Every entry below must appear again, exactly as written.

• [Records supplied]
:::

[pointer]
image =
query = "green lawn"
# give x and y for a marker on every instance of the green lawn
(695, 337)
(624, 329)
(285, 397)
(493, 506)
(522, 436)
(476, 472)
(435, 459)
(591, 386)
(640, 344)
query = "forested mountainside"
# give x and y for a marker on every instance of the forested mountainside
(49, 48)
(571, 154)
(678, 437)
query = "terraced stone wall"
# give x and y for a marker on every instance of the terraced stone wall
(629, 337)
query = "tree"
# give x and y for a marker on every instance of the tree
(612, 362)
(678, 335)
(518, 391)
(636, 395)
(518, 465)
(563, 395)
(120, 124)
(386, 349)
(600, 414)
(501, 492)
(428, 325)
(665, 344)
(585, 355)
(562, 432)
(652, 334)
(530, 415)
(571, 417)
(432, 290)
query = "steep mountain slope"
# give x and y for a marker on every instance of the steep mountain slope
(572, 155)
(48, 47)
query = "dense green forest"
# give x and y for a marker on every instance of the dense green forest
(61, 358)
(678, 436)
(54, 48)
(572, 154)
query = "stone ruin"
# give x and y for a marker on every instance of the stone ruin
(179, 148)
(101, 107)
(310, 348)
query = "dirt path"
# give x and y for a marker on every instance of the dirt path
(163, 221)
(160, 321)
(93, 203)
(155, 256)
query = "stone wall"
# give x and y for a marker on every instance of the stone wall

:::

• [Finished task]
[pointer]
image =
query = "green lawn"
# give x and y for a marker on every instance of the green lawn
(695, 337)
(624, 329)
(285, 397)
(493, 506)
(522, 436)
(476, 472)
(435, 459)
(591, 386)
(640, 344)
query = "forested mountainside"
# give x and y for a marker on every instance of the forested mountainside
(49, 48)
(571, 154)
(678, 437)
query = "terraced stone wall"
# give x and y for a marker on every instance of the terraced stone wall
(629, 337)
query = "tree"
# give x and y for a marker on every instance of the tree
(612, 362)
(678, 335)
(518, 391)
(636, 395)
(518, 465)
(563, 395)
(120, 124)
(386, 349)
(600, 414)
(501, 492)
(428, 325)
(665, 344)
(585, 355)
(562, 432)
(652, 334)
(530, 415)
(571, 417)
(432, 290)
query = "steep mountain slope"
# give x and y for a marker on every instance of the steep mountain slope
(572, 155)
(48, 47)
query = "dense green forest"
# give x and y for a marker on every instance of the dense green forest
(61, 358)
(678, 436)
(54, 48)
(572, 154)
query = "stone ruin"
# give x and y for a marker on every instance of the stone ruin
(179, 148)
(101, 107)
(310, 348)
query = "dirt path"
# give x and y for a marker on every instance of the dirt path
(163, 221)
(160, 321)
(93, 203)
(155, 256)
query = "stone wall"
# give x and y for a marker on every instance of the stone wall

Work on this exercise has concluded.